[Source text]
§
# duck dog basics



## honkerhitmen (Jan 20, 2008)

just bought a yellow lab pup and i have never trained a waterfowl dog. So i am wondering if the duck dog basics dvd is a good one to use i know that chris akin is a well known trainer. I mainly hunt canadas and snow and just a little bit of duck i am assuming this will work on geese to. Or if you guys think that the fowl dogs is a better dvd to use or if there are any others ones you would recamend. thanks


----------



## Chaws (Oct 12, 2007)

I would recommend Fowl Dogs series over Duck Dogs because of how in depth Fowl Dogs goes. Irregardless of the training method, a bird that falls from the sky should be picked up by a non slip retriever. Yes, both programs will probably work, however as a brand new dog trainer, one gives you more in depth and step by step than the other.
§
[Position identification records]
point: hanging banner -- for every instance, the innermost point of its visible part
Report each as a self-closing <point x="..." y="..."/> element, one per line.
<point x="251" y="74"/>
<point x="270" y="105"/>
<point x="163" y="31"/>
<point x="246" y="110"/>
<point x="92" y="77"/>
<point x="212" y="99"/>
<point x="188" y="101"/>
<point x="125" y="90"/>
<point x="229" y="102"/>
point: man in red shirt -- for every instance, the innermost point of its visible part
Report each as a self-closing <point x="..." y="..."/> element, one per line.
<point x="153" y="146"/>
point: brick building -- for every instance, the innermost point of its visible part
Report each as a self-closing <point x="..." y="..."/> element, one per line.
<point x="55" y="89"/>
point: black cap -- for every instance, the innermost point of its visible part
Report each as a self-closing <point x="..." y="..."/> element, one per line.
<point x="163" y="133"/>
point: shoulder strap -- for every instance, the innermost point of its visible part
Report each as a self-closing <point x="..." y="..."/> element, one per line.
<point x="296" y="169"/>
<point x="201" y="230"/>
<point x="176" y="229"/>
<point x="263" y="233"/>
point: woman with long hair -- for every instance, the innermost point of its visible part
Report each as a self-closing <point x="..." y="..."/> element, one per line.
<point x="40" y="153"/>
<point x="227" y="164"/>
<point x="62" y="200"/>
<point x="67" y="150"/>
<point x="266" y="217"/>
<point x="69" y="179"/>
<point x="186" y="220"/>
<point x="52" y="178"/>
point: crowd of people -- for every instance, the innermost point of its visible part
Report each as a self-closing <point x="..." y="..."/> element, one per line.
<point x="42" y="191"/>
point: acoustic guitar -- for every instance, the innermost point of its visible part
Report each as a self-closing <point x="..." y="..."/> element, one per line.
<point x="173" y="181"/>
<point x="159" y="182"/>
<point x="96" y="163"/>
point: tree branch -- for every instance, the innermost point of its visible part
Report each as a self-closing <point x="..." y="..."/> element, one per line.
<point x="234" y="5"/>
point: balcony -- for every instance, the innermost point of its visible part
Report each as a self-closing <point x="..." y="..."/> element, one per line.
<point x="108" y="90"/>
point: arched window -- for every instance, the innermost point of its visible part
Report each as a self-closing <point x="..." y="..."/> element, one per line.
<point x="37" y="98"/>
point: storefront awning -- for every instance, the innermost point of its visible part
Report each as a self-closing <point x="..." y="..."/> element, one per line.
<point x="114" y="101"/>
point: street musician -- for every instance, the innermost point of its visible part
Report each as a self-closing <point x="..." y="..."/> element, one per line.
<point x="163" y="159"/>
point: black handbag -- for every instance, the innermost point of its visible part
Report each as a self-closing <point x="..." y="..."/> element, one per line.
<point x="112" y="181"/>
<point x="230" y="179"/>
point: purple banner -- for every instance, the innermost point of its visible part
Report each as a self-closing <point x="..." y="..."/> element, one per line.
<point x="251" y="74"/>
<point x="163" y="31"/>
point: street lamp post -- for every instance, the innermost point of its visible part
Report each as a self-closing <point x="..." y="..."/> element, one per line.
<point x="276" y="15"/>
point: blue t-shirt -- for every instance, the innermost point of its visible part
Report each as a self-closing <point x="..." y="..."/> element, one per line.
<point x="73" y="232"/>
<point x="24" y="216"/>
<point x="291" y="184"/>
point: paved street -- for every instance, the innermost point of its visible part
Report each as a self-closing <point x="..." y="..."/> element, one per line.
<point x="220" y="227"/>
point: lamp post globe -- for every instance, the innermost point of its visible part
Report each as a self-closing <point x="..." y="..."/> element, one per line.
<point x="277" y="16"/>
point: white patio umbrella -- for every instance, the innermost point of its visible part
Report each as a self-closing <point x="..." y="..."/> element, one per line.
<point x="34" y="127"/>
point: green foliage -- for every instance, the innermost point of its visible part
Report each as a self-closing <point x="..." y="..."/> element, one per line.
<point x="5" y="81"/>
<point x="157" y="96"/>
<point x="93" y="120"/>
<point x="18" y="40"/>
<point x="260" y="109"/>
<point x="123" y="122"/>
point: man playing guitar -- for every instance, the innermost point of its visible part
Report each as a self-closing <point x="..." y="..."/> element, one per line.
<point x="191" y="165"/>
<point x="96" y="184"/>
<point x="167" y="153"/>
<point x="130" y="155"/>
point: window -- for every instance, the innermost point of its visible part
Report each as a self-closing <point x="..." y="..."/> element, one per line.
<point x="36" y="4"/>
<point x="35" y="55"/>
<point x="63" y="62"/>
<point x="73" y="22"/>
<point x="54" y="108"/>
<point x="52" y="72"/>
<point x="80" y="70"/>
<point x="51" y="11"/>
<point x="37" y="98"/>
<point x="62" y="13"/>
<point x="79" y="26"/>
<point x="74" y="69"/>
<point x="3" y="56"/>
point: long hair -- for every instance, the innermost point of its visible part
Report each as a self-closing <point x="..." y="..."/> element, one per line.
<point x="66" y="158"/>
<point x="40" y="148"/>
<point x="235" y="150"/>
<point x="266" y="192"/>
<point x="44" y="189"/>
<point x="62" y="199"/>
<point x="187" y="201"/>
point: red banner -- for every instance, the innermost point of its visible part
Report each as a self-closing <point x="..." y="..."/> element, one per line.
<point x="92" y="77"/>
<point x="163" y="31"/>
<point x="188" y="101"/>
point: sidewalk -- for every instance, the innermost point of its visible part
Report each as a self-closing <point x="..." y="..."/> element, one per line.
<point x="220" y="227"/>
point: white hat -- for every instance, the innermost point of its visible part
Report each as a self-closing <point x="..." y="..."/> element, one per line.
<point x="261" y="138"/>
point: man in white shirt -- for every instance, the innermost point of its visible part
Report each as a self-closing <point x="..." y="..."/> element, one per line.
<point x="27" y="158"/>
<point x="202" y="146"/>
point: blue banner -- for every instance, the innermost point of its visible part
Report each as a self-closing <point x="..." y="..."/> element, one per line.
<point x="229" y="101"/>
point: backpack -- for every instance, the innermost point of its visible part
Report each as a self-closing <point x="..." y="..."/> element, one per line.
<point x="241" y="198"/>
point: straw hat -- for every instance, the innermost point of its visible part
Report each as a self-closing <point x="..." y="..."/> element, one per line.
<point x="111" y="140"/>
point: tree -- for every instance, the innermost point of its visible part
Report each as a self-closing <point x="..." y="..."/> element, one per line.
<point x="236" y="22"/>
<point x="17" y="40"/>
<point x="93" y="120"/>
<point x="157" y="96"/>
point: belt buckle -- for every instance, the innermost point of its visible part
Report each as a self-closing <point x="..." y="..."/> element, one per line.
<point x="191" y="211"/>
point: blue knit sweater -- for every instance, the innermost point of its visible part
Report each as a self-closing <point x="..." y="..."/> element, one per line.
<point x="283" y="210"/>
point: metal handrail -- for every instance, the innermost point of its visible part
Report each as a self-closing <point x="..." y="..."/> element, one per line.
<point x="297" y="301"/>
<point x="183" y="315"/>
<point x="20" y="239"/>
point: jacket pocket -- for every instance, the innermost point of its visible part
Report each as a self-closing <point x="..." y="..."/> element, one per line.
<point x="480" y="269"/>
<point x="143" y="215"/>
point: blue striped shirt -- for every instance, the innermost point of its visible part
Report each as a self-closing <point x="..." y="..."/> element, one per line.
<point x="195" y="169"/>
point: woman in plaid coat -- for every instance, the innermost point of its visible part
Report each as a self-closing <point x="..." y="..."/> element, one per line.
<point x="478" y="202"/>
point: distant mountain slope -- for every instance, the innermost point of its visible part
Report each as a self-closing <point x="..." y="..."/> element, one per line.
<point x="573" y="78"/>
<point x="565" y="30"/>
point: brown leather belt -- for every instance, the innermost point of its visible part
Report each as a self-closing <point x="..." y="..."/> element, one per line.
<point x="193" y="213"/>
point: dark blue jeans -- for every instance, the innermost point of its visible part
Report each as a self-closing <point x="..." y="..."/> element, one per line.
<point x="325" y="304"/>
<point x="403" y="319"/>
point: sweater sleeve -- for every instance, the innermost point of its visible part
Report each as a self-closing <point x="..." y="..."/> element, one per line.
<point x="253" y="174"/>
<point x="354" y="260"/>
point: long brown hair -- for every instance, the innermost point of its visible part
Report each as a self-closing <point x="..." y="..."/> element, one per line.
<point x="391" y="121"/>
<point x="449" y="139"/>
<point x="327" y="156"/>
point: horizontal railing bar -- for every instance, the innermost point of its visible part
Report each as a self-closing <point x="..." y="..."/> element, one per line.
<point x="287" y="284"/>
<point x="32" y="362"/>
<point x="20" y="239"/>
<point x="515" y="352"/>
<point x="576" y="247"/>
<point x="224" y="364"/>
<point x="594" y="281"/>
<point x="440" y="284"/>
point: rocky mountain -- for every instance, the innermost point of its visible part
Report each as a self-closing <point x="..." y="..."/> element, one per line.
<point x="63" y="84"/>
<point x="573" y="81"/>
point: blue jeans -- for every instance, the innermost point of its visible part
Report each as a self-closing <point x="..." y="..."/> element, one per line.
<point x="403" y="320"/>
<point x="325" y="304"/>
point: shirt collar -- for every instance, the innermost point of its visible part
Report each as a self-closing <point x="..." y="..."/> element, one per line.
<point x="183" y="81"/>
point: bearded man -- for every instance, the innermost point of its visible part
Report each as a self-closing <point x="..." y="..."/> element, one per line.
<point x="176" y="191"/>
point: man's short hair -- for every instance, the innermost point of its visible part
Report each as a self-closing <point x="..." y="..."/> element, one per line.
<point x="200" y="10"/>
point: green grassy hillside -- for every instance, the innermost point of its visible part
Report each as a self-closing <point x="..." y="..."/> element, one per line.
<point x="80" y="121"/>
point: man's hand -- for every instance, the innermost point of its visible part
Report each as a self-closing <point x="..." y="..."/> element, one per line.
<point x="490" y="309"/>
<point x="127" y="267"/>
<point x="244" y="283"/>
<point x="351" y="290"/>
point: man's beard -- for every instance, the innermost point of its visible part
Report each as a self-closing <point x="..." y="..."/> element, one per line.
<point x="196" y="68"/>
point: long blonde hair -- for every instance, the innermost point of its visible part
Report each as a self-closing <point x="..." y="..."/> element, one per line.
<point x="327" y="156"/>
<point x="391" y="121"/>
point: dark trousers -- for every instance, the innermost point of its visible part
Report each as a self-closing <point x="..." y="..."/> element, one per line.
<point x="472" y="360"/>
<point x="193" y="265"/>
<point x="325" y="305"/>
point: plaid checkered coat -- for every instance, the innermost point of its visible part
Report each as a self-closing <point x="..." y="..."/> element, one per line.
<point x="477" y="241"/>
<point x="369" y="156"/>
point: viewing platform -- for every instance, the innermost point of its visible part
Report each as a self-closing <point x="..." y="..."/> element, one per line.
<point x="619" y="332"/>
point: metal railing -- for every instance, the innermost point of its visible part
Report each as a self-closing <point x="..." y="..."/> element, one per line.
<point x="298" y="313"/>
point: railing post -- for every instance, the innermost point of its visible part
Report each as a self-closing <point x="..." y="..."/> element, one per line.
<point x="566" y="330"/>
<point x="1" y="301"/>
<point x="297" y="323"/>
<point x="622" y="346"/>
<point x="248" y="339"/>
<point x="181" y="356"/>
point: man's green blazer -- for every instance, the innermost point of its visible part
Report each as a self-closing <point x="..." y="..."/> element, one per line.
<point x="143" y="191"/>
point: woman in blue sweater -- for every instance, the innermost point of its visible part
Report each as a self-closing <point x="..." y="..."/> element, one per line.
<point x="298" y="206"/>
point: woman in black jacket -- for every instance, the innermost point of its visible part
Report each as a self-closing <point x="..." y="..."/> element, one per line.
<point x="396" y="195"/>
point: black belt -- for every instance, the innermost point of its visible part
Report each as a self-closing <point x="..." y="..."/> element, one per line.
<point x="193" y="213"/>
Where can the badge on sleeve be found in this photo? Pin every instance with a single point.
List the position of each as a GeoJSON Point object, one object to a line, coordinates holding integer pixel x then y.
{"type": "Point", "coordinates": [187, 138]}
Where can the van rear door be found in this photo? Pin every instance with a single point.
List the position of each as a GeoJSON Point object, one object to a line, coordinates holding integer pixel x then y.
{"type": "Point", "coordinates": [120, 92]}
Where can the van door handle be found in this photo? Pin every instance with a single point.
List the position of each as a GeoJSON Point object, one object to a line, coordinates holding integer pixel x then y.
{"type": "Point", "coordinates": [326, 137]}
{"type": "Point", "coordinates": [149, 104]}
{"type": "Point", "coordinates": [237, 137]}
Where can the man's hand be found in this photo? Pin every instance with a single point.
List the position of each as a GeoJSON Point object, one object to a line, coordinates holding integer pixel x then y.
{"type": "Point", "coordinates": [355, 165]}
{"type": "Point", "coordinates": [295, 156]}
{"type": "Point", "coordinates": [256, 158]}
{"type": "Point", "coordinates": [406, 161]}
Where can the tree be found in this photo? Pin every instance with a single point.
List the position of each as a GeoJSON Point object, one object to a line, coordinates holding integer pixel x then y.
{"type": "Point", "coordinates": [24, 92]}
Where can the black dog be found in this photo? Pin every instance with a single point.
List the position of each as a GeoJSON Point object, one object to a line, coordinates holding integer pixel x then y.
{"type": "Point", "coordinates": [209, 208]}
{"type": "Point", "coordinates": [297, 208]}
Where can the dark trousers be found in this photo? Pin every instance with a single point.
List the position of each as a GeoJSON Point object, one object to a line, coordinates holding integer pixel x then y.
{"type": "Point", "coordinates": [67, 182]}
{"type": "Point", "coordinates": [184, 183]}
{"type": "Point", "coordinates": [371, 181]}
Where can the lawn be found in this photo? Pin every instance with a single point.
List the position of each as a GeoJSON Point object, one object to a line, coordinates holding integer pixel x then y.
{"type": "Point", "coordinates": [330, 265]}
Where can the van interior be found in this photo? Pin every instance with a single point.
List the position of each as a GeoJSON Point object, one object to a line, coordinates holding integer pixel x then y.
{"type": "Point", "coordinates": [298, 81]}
§
[Short exercise] Copy the thread about duck dog training, starting at "## honkerhitmen (Jan" and ending at "than the other.", and switch "retriever" to "gun dog".

[Reply]
## honkerhitmen (Jan 20, 2008)

just bought a yellow lab pup and i have never trained a waterfowl dog. So i am wondering if the duck dog basics dvd is a good one to use i know that chris akin is a well known trainer. I mainly hunt canadas and snow and just a little bit of duck i am assuming this will work on geese to. Or if you guys think that the fowl dogs is a better dvd to use or if there are any others ones you would recamend. thanks


----------



## Chaws (Oct 12, 2007)

I would recommend Fowl Dogs series over Duck Dogs because of how in depth Fowl Dogs goes. Irregardless of the training method, a bird that falls from the sky should be picked up by a non slip gun dog. Yes, both programs will probably work, however as a brand new dog trainer, one gives you more in depth and step by step than the other.